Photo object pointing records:

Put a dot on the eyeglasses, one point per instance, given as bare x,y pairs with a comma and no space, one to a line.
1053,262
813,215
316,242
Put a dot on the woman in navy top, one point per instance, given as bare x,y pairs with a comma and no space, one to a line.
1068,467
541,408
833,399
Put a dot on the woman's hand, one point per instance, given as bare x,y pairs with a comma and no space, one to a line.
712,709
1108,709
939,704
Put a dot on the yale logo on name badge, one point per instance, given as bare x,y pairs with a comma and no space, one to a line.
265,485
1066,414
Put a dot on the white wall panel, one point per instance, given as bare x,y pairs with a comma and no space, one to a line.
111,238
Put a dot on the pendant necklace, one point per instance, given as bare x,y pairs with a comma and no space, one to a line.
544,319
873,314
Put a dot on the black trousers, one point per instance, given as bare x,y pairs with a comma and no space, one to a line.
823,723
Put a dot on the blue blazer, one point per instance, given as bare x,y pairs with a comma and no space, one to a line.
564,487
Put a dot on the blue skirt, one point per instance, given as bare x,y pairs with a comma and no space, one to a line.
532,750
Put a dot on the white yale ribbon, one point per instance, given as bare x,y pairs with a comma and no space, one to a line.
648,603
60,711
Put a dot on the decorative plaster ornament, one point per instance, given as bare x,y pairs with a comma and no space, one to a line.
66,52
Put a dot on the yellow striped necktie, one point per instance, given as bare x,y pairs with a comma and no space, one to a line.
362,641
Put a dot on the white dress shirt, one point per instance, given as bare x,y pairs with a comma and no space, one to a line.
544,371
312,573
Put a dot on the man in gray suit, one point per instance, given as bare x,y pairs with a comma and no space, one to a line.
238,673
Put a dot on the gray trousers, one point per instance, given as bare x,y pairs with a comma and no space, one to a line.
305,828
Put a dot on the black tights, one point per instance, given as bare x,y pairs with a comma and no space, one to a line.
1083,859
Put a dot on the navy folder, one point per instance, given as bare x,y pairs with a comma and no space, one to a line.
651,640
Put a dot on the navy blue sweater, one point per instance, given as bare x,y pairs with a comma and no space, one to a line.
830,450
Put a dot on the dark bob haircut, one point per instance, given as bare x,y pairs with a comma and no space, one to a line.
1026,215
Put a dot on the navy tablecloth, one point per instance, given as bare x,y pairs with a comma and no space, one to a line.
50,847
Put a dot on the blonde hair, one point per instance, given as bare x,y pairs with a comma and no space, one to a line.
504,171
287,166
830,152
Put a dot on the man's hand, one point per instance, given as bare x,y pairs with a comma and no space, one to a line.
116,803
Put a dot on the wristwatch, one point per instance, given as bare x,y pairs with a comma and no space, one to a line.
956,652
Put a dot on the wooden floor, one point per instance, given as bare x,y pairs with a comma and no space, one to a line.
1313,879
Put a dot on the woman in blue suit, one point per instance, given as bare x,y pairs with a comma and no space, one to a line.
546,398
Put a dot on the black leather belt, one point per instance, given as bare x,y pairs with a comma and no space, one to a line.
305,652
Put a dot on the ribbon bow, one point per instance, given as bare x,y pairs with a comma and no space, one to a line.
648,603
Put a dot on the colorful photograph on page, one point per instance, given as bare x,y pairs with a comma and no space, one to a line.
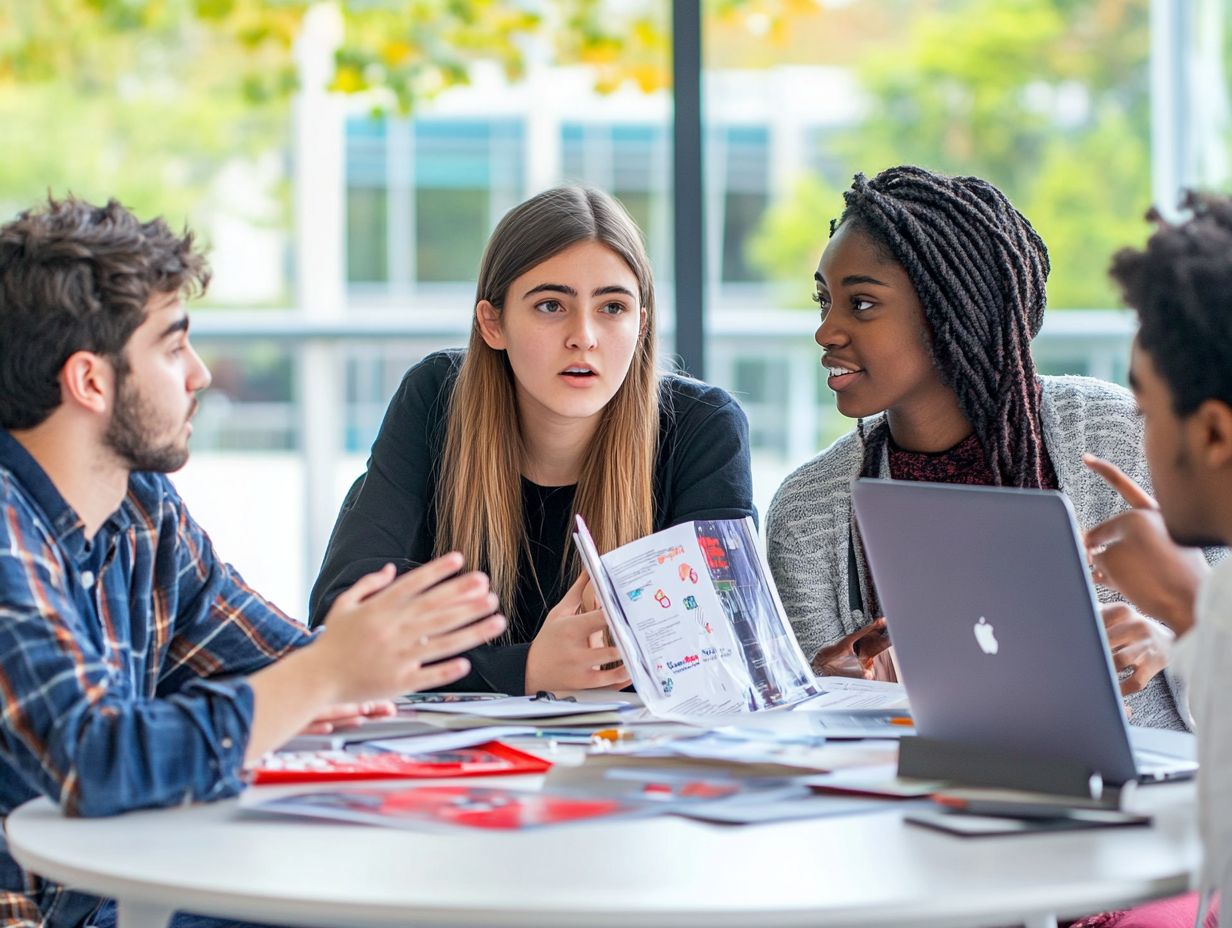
451,806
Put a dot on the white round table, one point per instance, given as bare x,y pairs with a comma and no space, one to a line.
858,870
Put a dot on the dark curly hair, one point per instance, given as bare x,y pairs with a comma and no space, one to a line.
74,277
1180,285
980,271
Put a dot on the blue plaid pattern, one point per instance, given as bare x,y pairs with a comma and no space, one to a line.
121,663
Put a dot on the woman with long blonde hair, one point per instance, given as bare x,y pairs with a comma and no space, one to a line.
555,408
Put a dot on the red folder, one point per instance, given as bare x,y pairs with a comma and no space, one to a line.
488,759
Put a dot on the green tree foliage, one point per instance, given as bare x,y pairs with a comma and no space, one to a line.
1047,99
149,100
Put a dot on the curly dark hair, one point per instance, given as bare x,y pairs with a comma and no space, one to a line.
980,271
73,277
1180,285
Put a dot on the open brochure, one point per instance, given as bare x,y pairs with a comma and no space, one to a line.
697,620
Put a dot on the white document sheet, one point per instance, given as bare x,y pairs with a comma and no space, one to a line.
522,708
449,740
697,621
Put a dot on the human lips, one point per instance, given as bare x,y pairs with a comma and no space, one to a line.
579,374
840,374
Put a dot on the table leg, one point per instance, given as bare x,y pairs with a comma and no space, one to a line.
1049,921
142,915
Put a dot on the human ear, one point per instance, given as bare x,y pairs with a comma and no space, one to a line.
487,318
88,381
1211,428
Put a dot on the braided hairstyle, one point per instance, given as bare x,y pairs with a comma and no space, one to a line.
980,271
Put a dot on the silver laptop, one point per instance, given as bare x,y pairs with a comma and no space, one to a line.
997,630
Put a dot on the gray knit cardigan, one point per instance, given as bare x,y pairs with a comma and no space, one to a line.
808,526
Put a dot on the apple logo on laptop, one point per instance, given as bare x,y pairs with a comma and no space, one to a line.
986,637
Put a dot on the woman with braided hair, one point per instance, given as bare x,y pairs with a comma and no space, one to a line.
930,291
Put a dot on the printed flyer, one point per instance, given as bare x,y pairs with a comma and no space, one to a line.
697,620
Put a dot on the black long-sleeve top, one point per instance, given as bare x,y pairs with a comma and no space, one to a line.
389,514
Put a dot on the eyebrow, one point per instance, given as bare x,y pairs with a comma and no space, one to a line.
571,292
180,324
851,280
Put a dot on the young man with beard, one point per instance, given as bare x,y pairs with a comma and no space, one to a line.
136,667
1180,371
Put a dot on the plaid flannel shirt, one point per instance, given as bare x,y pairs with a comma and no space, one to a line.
121,663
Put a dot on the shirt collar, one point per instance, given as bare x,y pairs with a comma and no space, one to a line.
64,523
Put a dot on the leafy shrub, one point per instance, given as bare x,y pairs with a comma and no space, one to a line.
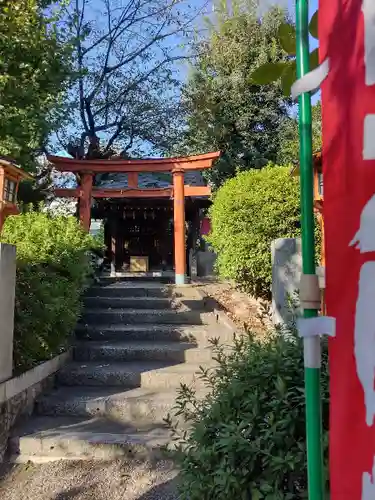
247,437
248,212
53,270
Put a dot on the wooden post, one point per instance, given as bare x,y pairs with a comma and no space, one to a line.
179,226
85,201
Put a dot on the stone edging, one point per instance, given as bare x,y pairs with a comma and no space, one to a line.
19,384
220,315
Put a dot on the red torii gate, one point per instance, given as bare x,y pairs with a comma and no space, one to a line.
177,166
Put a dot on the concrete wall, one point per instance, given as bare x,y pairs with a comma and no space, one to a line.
7,292
18,395
286,276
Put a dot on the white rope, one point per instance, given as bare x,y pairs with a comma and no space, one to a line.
311,81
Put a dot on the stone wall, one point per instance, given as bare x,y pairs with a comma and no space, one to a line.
18,407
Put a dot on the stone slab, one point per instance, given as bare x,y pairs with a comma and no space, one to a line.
7,297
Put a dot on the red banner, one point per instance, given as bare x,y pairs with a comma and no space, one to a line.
347,39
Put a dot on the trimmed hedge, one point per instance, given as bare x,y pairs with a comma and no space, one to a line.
247,438
248,212
53,270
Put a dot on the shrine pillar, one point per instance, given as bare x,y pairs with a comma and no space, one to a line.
85,200
179,226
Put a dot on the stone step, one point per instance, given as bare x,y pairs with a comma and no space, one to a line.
149,332
180,352
153,316
93,302
119,289
150,374
157,278
137,407
67,438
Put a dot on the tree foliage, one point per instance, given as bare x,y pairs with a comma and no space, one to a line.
126,53
248,213
53,269
34,74
289,144
285,72
225,110
248,437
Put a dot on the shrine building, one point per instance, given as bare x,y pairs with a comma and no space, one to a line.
152,209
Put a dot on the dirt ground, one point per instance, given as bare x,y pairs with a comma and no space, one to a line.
245,311
88,480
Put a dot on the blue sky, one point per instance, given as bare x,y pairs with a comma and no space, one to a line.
183,70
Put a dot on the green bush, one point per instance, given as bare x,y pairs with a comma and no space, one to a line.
248,212
53,270
247,439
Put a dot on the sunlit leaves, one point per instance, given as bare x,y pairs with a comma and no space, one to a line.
285,72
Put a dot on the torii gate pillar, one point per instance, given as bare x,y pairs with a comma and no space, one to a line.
179,226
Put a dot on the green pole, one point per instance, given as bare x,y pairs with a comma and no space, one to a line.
312,349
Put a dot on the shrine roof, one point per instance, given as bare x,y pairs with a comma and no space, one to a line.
158,180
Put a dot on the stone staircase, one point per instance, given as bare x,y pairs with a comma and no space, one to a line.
136,343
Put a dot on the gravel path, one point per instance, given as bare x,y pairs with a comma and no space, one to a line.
89,480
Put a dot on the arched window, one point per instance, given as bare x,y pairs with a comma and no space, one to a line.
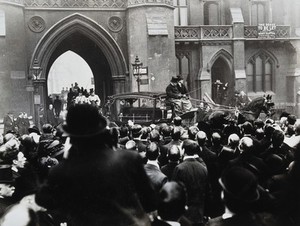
259,12
183,65
180,13
2,23
212,13
260,73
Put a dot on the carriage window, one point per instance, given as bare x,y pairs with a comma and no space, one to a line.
260,74
180,12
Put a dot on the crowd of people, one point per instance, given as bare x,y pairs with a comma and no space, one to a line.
84,172
77,95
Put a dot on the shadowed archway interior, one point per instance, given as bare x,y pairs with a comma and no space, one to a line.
220,71
92,54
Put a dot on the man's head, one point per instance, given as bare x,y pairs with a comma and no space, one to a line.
201,138
190,147
192,131
246,145
6,181
152,151
47,128
174,80
173,153
233,140
172,201
240,189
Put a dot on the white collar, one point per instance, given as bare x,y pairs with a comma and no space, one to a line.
227,214
190,157
153,162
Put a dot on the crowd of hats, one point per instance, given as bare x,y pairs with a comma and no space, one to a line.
273,144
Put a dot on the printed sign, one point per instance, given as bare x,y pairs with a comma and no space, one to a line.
141,71
266,30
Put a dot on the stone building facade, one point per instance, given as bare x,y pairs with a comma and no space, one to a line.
252,45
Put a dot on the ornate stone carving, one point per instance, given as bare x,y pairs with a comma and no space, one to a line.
36,24
216,43
76,3
138,2
18,2
216,32
250,32
282,32
187,32
115,24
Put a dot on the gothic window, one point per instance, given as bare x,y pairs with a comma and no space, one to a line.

*Work to be completed*.
Beginning at the line that contains "Put a dot on the white collar, one", retype each line of the listing up to and including the last one, exactly as it stands, and nothing else.

*Exercise result*.
Put a dot on the white collar, one point per instance, given as bare x,y pairs with a comma and no space, one to a line.
227,214
190,157
153,162
Put a dot on the crowd of hats, one point per instance, given as bare x,y pairs with a comma and no space, one to a line.
273,144
Put a dot on the printed sign, one point per instance, given as bare x,y pairs with a comma and no space, one to a line.
141,71
266,30
Put a dot on the stone building facade, one point per instance, given as bare x,y pairs with a comma and no space, one to a line.
252,45
Put a dot on the ornate stone carving, one point per instance, given as bare x,y pairs with a comma and no space, one to a line.
36,24
216,43
76,3
138,2
18,2
216,32
250,32
282,32
187,32
115,24
Put a dot on the gothic window, one point per instance, given as bare x,y pairs with a comma and no space, one to a line.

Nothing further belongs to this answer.